§ **Requirement**: Taking the line containing "Please put a point on the child's leg" as the first and the last line of the entries as the end, reproduce every line between them exactly, including both.

(Point-per-instance localization data)
——
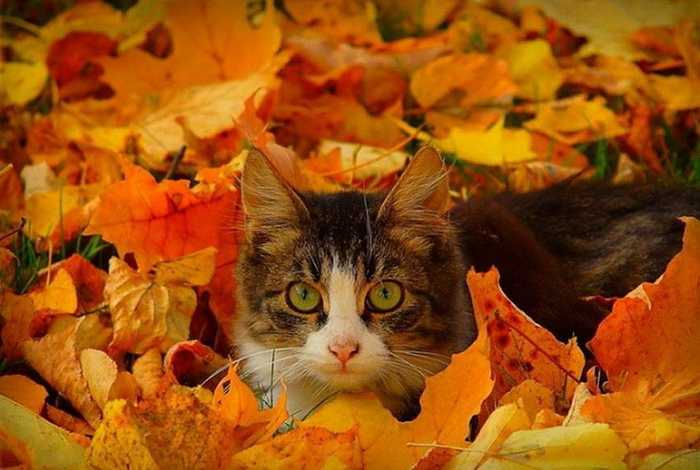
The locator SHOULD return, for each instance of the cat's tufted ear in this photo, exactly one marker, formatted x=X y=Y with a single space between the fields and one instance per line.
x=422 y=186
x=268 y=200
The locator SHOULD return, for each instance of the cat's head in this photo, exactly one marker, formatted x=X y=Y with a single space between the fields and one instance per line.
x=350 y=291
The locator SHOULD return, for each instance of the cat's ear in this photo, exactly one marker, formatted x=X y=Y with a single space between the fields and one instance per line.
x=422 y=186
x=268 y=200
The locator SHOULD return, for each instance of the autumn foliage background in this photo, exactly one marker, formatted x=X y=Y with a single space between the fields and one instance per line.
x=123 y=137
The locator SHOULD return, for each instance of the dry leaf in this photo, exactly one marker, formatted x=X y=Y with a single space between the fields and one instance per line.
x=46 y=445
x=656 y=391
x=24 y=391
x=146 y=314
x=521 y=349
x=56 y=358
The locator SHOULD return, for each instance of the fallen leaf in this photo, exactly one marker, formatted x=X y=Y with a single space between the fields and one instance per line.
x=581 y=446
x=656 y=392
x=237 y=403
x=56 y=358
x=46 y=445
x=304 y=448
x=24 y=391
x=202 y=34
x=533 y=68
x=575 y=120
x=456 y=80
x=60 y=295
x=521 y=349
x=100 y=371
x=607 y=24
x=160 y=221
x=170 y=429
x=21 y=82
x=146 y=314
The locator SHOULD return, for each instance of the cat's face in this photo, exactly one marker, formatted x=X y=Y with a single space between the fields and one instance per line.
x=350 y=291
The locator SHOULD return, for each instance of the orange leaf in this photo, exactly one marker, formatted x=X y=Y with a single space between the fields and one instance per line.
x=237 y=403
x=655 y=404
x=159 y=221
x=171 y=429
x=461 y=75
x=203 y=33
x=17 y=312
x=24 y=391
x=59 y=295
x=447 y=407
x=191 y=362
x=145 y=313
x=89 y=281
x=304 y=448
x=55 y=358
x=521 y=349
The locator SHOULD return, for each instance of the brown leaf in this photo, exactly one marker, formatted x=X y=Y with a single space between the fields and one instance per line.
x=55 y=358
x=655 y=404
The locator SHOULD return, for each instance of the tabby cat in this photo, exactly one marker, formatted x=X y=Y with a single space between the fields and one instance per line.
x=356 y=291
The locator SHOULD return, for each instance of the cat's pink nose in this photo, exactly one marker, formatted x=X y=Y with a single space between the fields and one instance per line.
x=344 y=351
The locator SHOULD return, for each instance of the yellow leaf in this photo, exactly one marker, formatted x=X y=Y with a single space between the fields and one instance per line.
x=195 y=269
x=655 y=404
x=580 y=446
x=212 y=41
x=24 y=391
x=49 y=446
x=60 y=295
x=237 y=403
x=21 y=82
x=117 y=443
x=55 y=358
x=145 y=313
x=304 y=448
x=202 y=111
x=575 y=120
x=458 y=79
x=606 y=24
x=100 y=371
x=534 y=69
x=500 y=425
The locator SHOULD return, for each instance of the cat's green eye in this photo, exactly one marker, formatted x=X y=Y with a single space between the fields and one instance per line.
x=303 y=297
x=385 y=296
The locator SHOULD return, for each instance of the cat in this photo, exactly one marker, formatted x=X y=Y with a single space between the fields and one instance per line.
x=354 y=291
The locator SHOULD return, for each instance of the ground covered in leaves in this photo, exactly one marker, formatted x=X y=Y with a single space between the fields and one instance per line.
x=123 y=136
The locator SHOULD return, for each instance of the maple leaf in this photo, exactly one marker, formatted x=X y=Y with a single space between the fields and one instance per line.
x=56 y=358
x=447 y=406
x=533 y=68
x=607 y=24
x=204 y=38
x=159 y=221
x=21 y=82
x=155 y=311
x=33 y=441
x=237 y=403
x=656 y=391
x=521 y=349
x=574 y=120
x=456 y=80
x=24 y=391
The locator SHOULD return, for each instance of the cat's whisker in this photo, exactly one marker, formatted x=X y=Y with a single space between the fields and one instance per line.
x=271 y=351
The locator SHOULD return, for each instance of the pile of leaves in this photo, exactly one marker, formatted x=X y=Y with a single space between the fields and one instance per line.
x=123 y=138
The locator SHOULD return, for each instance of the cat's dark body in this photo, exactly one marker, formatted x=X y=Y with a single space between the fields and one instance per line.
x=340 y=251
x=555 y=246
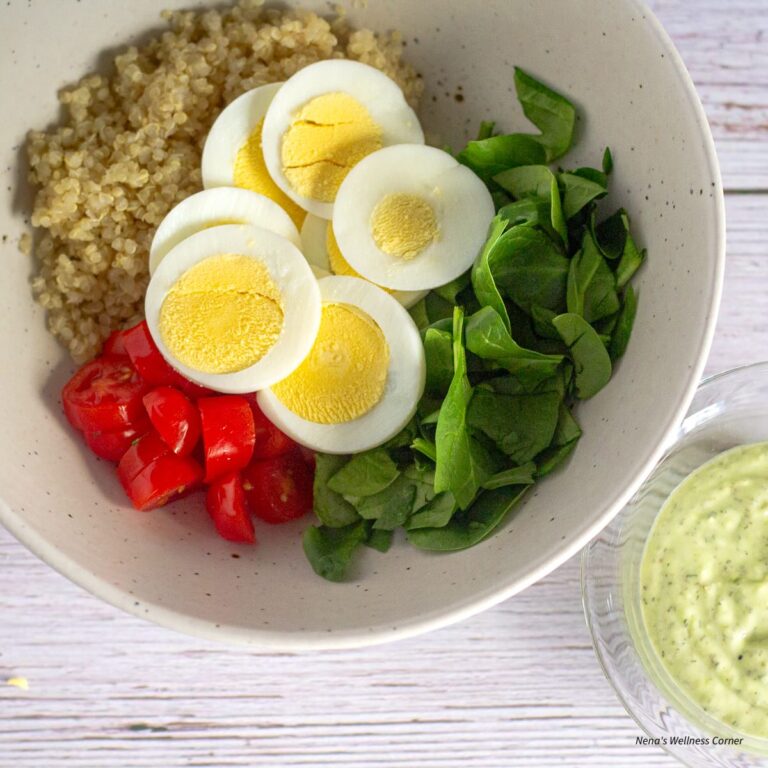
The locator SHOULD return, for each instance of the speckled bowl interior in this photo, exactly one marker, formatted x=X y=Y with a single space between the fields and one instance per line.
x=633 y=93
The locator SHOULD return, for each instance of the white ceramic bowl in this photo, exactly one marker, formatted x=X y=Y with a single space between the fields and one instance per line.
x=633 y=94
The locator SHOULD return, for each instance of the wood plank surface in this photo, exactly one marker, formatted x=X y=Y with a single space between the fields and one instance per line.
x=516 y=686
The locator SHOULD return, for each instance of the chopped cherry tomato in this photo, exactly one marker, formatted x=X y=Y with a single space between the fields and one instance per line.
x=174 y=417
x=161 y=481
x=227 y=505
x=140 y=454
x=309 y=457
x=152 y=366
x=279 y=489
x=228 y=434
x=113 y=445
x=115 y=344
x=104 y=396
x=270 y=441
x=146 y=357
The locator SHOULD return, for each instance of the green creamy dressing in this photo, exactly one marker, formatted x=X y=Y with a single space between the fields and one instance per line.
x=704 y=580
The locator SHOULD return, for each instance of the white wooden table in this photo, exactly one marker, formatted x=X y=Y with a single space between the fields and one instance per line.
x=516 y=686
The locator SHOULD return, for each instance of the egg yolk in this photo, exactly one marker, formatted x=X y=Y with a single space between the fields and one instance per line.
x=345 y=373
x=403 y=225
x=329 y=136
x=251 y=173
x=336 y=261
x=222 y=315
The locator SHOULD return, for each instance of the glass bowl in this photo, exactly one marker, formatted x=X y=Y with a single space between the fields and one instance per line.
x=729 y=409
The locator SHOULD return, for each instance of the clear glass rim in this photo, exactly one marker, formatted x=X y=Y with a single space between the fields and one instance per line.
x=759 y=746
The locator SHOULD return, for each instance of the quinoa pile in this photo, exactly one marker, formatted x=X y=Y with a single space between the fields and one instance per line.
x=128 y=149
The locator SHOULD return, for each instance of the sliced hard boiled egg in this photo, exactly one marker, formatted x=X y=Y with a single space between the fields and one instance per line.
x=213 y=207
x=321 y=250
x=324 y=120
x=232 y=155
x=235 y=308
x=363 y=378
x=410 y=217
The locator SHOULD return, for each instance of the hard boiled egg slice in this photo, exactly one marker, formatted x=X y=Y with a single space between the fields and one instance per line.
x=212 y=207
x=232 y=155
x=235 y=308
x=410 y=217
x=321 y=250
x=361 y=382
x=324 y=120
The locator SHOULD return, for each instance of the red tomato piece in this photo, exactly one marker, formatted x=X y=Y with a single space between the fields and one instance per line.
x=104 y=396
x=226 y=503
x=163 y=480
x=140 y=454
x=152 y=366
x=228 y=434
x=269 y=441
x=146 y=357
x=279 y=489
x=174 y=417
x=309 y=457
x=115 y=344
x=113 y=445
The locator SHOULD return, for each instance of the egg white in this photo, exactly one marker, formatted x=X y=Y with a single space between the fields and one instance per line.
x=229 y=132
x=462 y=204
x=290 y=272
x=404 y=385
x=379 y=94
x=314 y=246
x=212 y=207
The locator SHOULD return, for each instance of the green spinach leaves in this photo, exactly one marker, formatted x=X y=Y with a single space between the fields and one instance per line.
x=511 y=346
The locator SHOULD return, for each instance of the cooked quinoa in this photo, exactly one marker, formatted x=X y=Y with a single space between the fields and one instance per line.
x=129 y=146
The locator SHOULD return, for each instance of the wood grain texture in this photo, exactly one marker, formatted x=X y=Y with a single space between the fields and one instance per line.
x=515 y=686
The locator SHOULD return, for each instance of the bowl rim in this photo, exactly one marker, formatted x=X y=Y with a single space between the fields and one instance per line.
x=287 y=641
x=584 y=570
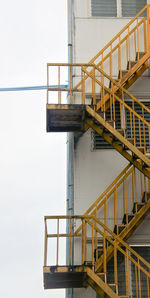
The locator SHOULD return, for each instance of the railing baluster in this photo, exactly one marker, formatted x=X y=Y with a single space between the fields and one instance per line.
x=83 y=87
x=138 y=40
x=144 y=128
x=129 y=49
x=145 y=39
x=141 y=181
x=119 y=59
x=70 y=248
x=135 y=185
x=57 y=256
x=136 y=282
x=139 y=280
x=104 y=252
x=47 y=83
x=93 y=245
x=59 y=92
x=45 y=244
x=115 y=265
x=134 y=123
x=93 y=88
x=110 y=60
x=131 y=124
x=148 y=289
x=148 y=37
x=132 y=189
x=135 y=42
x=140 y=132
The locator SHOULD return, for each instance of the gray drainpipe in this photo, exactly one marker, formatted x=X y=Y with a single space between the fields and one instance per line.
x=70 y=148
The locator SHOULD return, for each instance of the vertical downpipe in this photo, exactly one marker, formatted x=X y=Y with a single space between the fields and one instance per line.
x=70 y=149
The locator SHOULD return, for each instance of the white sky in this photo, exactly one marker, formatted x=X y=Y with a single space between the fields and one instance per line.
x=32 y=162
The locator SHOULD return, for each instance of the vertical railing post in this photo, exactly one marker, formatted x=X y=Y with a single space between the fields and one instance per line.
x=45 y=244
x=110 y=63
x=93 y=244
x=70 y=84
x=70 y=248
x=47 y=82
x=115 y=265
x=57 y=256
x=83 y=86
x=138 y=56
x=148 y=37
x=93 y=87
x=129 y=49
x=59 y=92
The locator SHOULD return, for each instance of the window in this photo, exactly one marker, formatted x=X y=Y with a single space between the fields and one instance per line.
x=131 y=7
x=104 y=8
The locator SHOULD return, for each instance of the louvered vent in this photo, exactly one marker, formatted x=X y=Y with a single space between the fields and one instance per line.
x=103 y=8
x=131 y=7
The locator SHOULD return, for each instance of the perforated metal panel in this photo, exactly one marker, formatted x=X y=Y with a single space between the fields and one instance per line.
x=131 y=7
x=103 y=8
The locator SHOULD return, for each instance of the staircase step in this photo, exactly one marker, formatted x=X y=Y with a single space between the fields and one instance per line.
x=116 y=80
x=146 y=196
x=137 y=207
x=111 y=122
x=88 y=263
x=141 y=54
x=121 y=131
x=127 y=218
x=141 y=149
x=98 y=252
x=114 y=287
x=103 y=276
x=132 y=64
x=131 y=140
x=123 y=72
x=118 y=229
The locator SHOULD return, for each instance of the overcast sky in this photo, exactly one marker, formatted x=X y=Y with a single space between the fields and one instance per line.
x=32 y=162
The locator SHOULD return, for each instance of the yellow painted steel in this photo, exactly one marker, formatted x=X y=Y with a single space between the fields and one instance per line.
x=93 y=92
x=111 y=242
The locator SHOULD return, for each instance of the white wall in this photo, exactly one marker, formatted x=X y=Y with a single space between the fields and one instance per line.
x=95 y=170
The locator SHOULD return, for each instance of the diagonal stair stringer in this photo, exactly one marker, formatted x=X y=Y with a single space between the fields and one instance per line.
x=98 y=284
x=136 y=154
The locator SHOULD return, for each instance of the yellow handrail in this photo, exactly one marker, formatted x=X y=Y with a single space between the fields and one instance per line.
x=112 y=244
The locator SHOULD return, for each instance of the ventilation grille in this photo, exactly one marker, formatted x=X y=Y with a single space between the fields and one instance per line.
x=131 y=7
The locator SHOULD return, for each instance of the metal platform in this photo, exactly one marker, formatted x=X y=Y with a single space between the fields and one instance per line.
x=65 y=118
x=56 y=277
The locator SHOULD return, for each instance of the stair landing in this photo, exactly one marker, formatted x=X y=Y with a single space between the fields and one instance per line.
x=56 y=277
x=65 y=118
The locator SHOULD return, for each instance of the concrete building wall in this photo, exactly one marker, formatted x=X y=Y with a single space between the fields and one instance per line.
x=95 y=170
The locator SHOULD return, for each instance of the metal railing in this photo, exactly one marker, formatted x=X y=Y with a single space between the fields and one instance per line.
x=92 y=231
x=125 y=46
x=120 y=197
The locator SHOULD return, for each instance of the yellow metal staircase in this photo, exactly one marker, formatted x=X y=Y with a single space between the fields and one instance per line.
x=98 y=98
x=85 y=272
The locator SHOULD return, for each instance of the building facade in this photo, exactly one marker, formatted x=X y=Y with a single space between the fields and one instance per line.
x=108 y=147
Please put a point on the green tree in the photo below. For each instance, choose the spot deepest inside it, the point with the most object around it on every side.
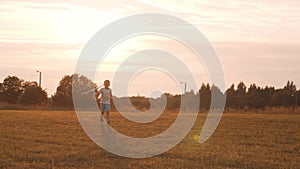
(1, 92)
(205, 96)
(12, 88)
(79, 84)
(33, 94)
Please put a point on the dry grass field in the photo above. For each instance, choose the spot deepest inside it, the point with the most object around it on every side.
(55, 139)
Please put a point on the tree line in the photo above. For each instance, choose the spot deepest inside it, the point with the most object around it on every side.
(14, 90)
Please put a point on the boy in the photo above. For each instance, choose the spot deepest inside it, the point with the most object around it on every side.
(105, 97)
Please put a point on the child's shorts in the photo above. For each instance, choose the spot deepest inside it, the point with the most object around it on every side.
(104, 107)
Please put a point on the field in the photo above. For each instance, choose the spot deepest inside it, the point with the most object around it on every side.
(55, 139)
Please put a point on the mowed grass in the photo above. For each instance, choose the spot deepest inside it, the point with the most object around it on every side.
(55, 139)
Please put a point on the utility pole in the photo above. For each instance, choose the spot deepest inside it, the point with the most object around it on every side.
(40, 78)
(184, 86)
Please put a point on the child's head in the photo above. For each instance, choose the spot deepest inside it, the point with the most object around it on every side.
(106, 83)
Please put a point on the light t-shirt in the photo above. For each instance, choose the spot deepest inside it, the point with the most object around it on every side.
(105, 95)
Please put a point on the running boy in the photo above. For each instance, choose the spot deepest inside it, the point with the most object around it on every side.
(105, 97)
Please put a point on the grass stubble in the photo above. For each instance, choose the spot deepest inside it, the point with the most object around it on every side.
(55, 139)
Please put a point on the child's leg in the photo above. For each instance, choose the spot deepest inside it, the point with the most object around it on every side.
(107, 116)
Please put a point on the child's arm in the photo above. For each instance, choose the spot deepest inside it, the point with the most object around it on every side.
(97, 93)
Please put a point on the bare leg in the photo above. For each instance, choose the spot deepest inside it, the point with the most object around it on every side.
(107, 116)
——
§ **Response to the exercise**:
Please put a point on the child's leg in the photo above. For each instance, choose the spot deepest inside it, the point with the most object around it on every side.
(107, 116)
Please put a point on the child's arm in the photo above. For each instance, choose the spot deepest inside it, the point with the most object around it on every side.
(97, 93)
Please put a point on the bare leg in the photo above. For each instance, choose the spot deepest inside it, the point with the most object around it on every side.
(107, 116)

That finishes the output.